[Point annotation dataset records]
---*---

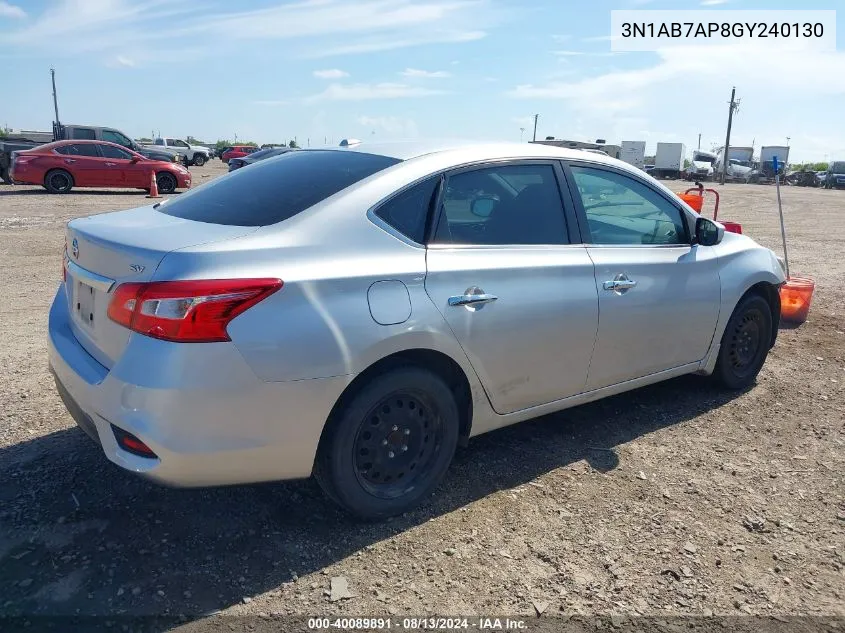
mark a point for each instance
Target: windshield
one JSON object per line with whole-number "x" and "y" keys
{"x": 274, "y": 190}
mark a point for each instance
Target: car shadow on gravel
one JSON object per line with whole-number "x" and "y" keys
{"x": 79, "y": 535}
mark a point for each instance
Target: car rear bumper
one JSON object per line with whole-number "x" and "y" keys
{"x": 199, "y": 407}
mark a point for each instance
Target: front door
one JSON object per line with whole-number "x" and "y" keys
{"x": 659, "y": 295}
{"x": 519, "y": 297}
{"x": 122, "y": 171}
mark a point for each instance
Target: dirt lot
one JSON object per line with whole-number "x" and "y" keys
{"x": 675, "y": 499}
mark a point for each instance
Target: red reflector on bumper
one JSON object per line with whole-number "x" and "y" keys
{"x": 132, "y": 444}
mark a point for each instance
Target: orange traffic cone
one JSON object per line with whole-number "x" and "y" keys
{"x": 153, "y": 187}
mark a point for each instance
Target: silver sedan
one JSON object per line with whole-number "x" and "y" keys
{"x": 354, "y": 313}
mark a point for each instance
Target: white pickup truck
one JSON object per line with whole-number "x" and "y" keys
{"x": 194, "y": 154}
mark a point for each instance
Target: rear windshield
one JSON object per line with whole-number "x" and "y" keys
{"x": 276, "y": 189}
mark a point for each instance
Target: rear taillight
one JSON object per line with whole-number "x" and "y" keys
{"x": 187, "y": 311}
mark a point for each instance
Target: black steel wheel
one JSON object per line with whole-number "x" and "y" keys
{"x": 745, "y": 343}
{"x": 389, "y": 447}
{"x": 58, "y": 181}
{"x": 166, "y": 182}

---*---

What to work on: Transcribe every line in the entries above, taking out only the images.

Solution:
mark a point for each instance
Target: windshield
one JSON object per line with whole-number "x" and "y" keys
{"x": 274, "y": 190}
mark a point for each instance
Target: car shadow on gravel
one JSON object per line with whole-number "x" and "y" keys
{"x": 79, "y": 535}
mark a point for each instance
Target: car rear bumper
one JSON object per line with whole-number "x" and "y" keys
{"x": 199, "y": 407}
mark a point for each instance
Target: front door
one JSON object per line with whole-number "x" and "y" keys
{"x": 659, "y": 295}
{"x": 519, "y": 297}
{"x": 122, "y": 171}
mark a point for each instance
Target: dirt lot
one JSON object per line with whole-number "x" and "y" keys
{"x": 675, "y": 499}
mark a point for each instance
Target: red reflector on bumper
one JSON object per line with whole-number "x" and "y" keys
{"x": 132, "y": 444}
mark a point for each instance
Target: orange traffic cone
one JSON object per line with whole-number "x" and "y" keys
{"x": 153, "y": 187}
mark a point for each instance
Target: silver sedan
one JSON object per line with whole-number "x" and "y" keys
{"x": 354, "y": 313}
mark a point for each instance
Target: white pickup truck
one JSON object per line with whole-number "x" and "y" keys
{"x": 194, "y": 154}
mark a point for each instance
Target: rear windshield
one JSON object per line with whole-number "x" and "y" keys
{"x": 276, "y": 189}
mark a point for each instance
Target: rear taillight
one JSON object per line with whole-number "x" and "y" keys
{"x": 187, "y": 311}
mark a point for each instance
Target: black steel wheel
one JSON object per line with whole-number "x" and "y" keys
{"x": 745, "y": 343}
{"x": 389, "y": 447}
{"x": 58, "y": 181}
{"x": 166, "y": 182}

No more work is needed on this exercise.